» What you are asked to do: Apart from the images, repeat the data below exactly as written.

========

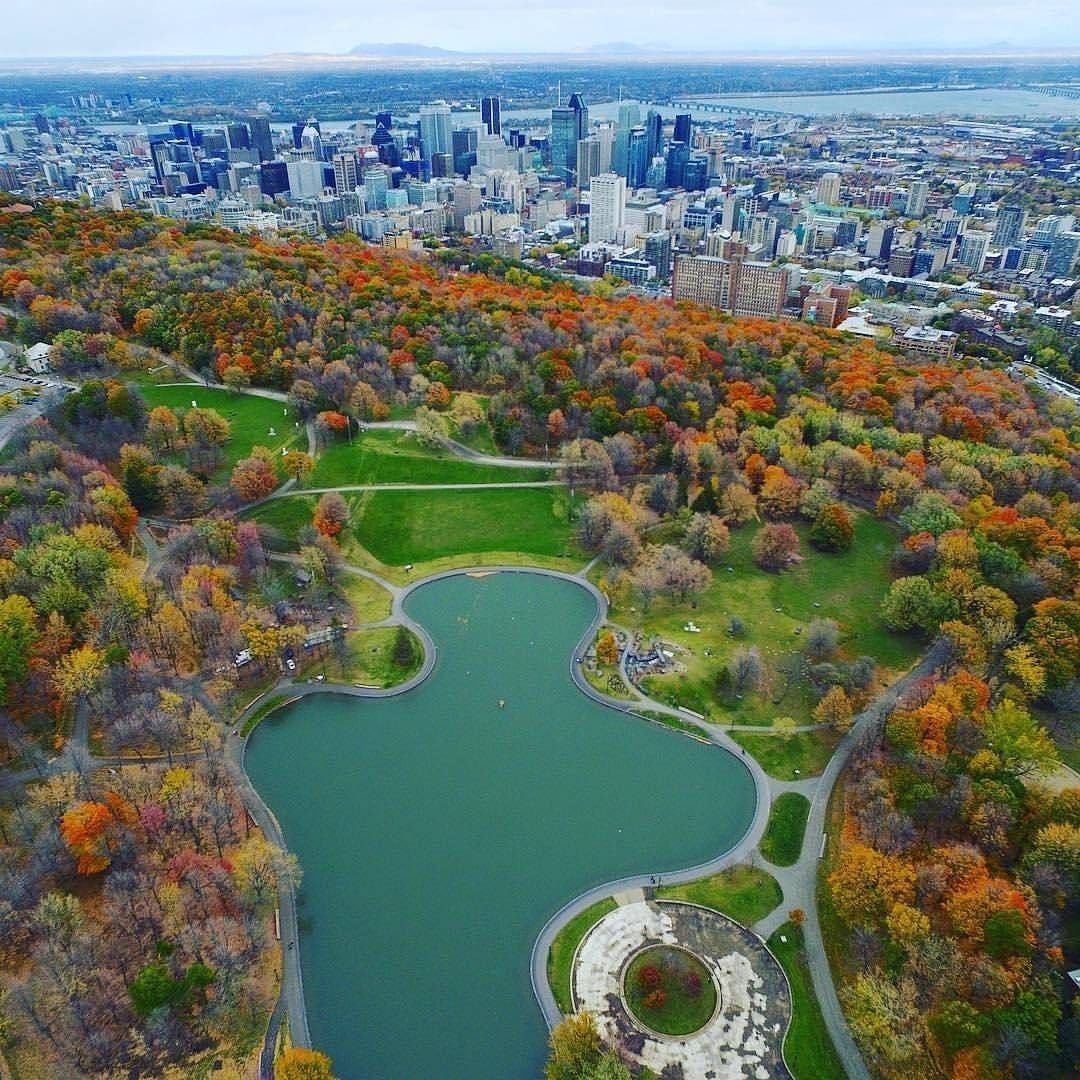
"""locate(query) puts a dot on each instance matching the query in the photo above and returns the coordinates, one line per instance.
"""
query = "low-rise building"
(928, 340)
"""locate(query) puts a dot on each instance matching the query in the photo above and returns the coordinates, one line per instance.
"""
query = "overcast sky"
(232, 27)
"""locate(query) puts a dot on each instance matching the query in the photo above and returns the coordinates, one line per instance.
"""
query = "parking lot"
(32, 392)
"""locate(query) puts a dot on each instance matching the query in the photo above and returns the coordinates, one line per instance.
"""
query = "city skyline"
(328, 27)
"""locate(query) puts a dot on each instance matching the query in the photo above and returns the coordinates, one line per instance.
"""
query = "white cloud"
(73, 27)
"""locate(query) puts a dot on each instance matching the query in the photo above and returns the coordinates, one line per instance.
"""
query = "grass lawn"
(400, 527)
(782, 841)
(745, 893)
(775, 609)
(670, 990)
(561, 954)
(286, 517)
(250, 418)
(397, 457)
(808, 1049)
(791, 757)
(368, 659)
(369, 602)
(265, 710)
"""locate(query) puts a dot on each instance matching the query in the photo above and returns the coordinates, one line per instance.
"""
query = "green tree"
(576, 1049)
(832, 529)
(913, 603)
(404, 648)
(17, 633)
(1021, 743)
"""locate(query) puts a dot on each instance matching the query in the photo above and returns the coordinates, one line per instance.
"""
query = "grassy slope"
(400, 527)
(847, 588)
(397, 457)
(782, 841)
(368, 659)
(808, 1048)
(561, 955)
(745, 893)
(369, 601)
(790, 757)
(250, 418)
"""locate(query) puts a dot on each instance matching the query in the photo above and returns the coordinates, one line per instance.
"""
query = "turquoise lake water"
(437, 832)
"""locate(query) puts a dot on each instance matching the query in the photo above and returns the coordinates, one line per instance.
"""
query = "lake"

========

» Task answer:
"""locate(query) puts a dot on each instance matching the query in the photo above and returns the coordinates, one line per instance.
"""
query = "low-rise building"
(928, 340)
"""locate(query) puts a dot on each instance matching the query in the photo above and returns the coordinates, one line per instance.
"""
query = "overcast sky"
(232, 27)
"""locate(query) puts a dot on each instance matching the query in the photo above and returns the coordinates, one line per instance.
"""
query = "parking lot"
(32, 392)
"""locate(query) puts a dot on each instance matching the query in the photo above and returns the coordinates, one line per instance.
"""
query = "city skyline"
(328, 27)
"""locate(query) puts a dot on each instance matching the query in the photo above and returns the coordinates, one line per instance.
"""
query = "white cloud"
(73, 27)
"""locate(query) puts a dot on each instance matching the query in the photo above and returns the coordinates, one line per instance.
"""
query = "grass lawn"
(400, 527)
(782, 841)
(745, 893)
(775, 609)
(670, 990)
(561, 954)
(286, 517)
(250, 418)
(397, 457)
(808, 1049)
(791, 757)
(368, 659)
(369, 602)
(265, 710)
"""locate(query) puts a dot on each instance matching the query in the photo above and returns the coordinates, one line per instance.
"""
query = "green tree"
(576, 1049)
(832, 529)
(913, 603)
(404, 648)
(17, 633)
(1021, 743)
"""locate(query) puts a dot on each instance matching the query in the photo above and returns the coordinates, one line per instance.
"""
query = "grassy slope"
(400, 527)
(847, 588)
(397, 457)
(782, 841)
(368, 659)
(808, 1048)
(561, 955)
(745, 893)
(369, 601)
(790, 757)
(250, 418)
"""locate(query) puts a dot on each instance matching the query in the photo above and returns the coordinates, one line per instance.
"""
query = "turquoise lake water"
(437, 832)
"""locate(query) puts a dot on each instance matching the query in the photo above and returns the coordinates, one line per instance.
"""
query = "lake"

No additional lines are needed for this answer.